▸ Work to complete
**a)** In the blog post on food cravings, how much did the writer weigh at their heaviest?
**b)** List all the things the writer of the blog post on food cravings says they have had to cry out to God for.
**c)** Repeat word for word the part of the blog post on food cravings that opens with the words containing "Around this time" and closes with "my mini me.".

▸ Passage to read
“Finding Your “Want To” “
If you are reading this blog post, in this reading group, chances are you have a love/hate relationship with food. I love to cook, feeding others is one of my love languages, but I have always struggled with body image, and my self worth has always been tied up in how I look (so silly, looks are so fleeting).
Around this time last year I discovered Ohana Fitness, and Advocare, and began a pathway to loving myself, and feeling comfortable in my skin. I have always been a happy mama, don’t get me wrong, but I have never felt comfortable in my skin, or felt like I was worthy of the nice things people said about me, not at 120 pounds in college, not at my heaviest, at 220 pounds (gosh that hurt to say). I had to change the way I thought about food, about feeling worthy enough to eat healthy food, and to know that I deserved to have a healthy body for an active life with my mini me.
In the intro, Lysa talks about her own struggle, about how she does not struggle in other ways, so perhaps this is her struggle. She also echoes what we all think about food. I love to grow our own food, I love fresh veggies, but good grief I also love the crunch of a tortilla chip and gooey chocolate cake. “God made us capable of craving so we’d have an unquenchable desire for more of Him, and Him alone. Nothing changes until we make the choice to redirect our misguided cravings to the only one capable of satisfying them” (Terkeust 9). As outgoing as I am, when my heart is hurting, I do not crave time with other people, my first instinct is to hole up with those crunchy tortilla chips. I have had to train my brain to get outside, go to Zumba class, cook myself a healthy meal, instead of sitting in my sorrow.
Lysa (she and I are on a first name basis now, I am not sure she knows about it though) says the battle is in the following three areas:
Spiritually. If you are feeling out of control with food and restraint in your life, cry out to God for help. My first instinct is also to simply handle things myself. I have had to cry out to good for control with my eating, for my self-worth, and for my finances. A lack of self-control means that your soul is unsettled, that you always want more than you have right now, that you are never pleased and at peace.

▸ Data excerpt
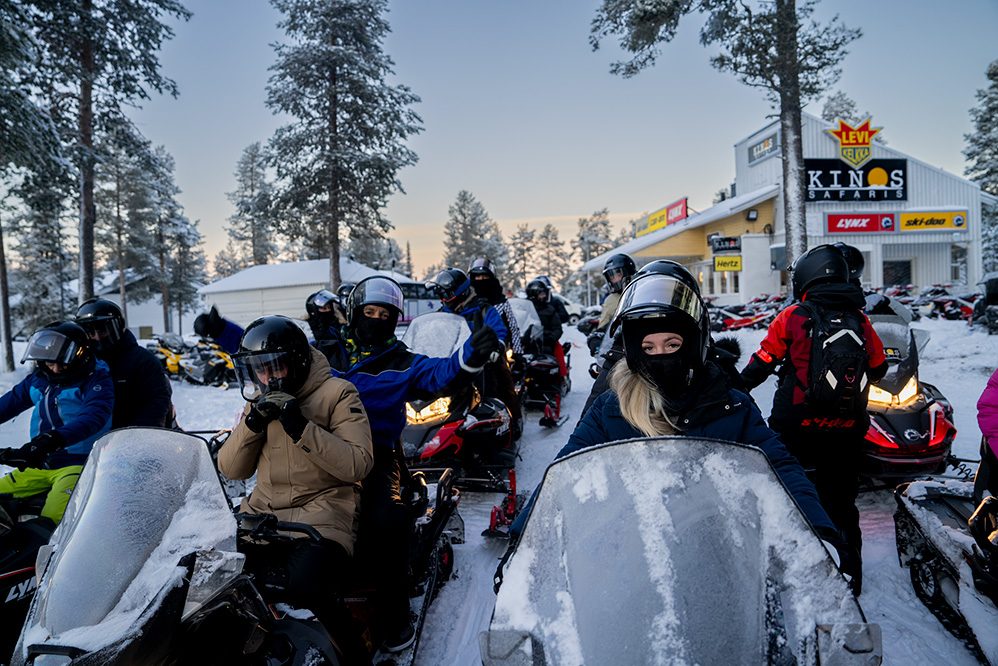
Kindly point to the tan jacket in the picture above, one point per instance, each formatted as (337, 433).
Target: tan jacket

▸ Activity answers
**a)** 220 pounds

**b)** Control with their eating, their self-worth, and their finances.

**c)**
Around this time last year I discovered Ohana Fitness, and Advocare, and began a pathway to loving myself, and feeling comfortable in my skin. I have always been a happy mama, don’t get me wrong, but I have never felt comfortable in my skin, or felt like I was worthy of the nice things people said about me, not at 120 pounds in college, not at my heaviest, at 220 pounds (gosh that hurt to say). I had to change the way I thought about food, about feeling worthy enough to eat healthy food, and to know that I deserved to have a healthy body for an active life with my mini me.